EXERCISE PROMPT
Please state how many lines below contain the word "hijab", counting only matches with the same capitalization. Give the number alone.

EXERCISE INPUT
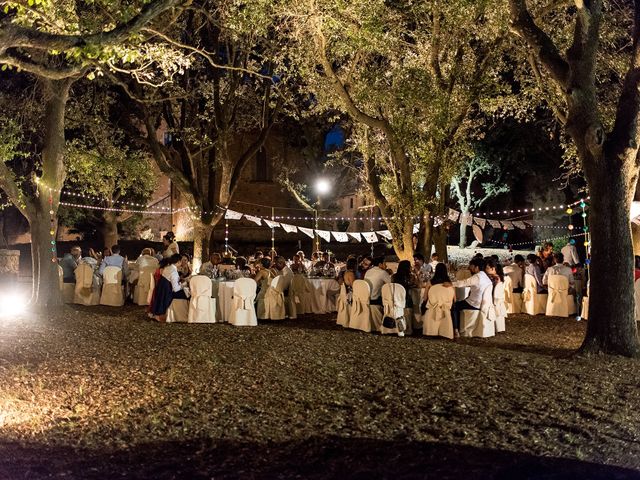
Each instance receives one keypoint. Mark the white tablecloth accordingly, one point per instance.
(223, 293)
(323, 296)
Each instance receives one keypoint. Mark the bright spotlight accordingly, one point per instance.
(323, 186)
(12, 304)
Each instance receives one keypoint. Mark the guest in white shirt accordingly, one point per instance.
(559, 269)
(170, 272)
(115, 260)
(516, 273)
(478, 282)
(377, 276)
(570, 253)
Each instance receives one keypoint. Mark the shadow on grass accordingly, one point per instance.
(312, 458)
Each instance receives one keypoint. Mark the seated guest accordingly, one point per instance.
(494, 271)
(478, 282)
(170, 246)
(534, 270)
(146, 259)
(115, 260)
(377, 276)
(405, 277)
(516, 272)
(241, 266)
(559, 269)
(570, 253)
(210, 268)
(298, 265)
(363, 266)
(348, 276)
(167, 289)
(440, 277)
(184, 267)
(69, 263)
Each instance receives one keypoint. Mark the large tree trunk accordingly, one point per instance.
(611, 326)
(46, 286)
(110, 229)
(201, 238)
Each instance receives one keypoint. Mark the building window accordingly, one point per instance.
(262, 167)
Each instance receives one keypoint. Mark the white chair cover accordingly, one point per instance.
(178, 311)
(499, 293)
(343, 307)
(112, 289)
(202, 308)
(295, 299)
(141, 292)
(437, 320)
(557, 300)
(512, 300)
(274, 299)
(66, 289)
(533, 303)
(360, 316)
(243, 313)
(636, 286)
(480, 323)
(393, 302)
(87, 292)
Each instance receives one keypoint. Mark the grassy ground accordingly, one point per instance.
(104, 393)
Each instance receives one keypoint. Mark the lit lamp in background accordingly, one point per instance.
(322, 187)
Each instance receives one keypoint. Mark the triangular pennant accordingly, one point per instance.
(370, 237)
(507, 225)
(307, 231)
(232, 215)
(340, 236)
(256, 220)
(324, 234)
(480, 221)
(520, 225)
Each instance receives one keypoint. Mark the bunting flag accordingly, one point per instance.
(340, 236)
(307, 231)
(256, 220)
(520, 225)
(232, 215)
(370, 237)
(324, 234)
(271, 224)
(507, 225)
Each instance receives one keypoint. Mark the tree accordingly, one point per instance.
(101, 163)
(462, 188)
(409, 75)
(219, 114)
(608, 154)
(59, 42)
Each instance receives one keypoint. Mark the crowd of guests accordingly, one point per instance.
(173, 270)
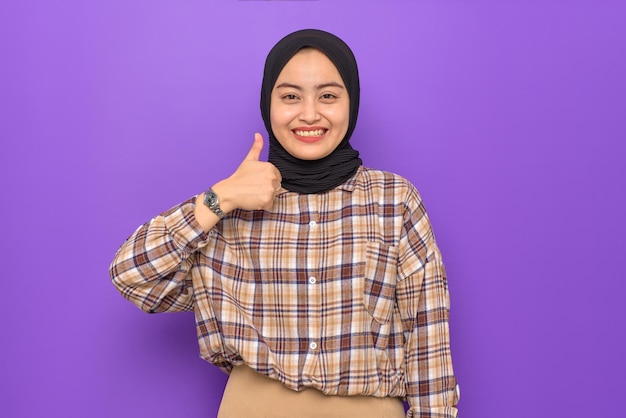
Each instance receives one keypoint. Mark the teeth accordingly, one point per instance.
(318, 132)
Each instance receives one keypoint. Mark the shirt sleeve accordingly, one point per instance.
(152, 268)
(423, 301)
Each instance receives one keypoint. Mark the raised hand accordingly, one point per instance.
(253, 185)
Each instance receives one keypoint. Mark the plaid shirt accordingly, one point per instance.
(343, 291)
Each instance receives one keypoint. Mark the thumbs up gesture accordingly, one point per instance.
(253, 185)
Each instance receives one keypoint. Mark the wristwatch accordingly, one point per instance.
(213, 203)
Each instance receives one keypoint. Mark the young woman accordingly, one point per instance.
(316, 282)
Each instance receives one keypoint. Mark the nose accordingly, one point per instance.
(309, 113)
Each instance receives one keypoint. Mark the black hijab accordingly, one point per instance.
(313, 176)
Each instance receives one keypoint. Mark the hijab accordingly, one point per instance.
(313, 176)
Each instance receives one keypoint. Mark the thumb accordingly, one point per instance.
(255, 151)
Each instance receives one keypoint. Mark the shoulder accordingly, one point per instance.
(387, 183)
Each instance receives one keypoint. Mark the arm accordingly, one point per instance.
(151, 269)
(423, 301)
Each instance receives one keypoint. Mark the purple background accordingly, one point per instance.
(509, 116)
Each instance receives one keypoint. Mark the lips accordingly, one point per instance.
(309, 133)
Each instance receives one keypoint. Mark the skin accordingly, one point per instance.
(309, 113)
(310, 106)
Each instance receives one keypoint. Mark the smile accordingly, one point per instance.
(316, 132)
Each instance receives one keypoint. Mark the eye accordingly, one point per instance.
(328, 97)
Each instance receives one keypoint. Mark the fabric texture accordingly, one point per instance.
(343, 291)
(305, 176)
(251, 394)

==

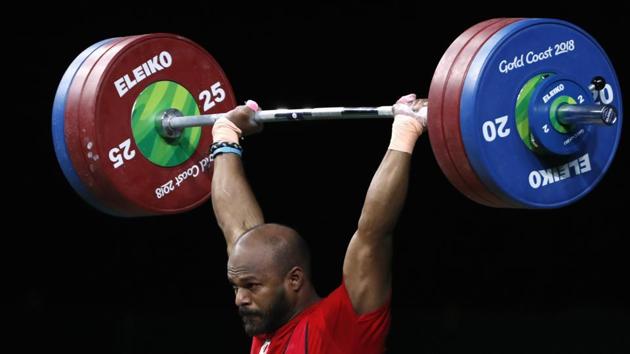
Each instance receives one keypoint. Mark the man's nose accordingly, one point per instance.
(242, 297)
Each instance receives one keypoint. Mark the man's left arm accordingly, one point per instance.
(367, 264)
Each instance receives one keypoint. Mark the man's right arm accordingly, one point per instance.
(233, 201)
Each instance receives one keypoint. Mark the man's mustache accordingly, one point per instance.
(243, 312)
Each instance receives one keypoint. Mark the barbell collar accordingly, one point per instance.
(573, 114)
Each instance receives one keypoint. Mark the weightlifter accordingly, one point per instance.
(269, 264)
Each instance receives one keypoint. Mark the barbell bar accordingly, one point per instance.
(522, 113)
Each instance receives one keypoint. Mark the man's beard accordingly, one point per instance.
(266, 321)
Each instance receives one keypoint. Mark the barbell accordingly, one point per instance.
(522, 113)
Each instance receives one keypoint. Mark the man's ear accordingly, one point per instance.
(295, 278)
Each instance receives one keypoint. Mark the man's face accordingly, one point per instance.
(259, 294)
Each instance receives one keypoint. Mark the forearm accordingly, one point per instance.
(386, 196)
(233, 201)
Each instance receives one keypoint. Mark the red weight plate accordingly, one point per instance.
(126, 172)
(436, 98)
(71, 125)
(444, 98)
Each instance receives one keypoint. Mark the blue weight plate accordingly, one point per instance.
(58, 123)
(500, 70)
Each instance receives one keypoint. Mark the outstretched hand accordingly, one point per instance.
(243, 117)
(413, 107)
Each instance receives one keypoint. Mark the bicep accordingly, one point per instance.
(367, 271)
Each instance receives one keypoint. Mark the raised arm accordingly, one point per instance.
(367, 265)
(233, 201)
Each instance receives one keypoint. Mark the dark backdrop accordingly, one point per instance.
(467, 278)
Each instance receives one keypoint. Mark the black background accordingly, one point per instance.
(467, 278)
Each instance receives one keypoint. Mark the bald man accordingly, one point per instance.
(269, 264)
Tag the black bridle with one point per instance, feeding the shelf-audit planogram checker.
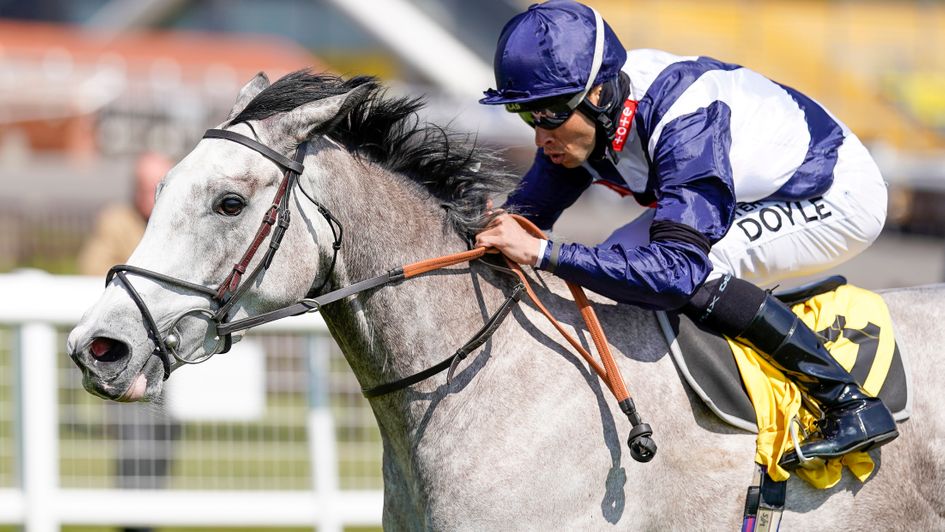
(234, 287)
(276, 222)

* * *

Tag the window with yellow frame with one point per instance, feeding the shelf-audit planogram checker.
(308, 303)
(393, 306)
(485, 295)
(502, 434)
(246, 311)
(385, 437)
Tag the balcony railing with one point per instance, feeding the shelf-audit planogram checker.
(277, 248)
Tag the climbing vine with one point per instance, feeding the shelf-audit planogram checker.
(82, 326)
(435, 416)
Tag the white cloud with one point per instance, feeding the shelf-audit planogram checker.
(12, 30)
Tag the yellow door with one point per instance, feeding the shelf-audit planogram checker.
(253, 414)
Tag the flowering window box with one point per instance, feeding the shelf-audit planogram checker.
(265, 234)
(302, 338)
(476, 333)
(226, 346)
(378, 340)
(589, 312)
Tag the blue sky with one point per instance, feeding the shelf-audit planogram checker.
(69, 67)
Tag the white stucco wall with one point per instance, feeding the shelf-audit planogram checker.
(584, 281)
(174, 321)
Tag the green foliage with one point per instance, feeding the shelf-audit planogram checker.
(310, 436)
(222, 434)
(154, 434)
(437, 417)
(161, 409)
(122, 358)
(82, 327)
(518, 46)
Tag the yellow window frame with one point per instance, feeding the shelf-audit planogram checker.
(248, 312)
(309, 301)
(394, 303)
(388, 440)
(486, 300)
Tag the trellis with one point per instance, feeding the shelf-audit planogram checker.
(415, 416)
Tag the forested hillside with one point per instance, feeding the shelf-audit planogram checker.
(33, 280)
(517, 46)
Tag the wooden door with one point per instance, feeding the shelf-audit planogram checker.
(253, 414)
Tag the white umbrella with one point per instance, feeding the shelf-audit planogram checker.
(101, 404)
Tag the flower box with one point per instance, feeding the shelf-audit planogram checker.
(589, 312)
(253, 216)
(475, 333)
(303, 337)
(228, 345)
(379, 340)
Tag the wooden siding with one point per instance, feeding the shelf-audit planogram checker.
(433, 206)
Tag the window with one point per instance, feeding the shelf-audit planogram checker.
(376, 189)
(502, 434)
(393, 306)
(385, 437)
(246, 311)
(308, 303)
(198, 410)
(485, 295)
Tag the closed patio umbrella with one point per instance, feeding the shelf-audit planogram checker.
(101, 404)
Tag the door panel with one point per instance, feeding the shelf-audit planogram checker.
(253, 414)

RESPONSE TO THE TASK
2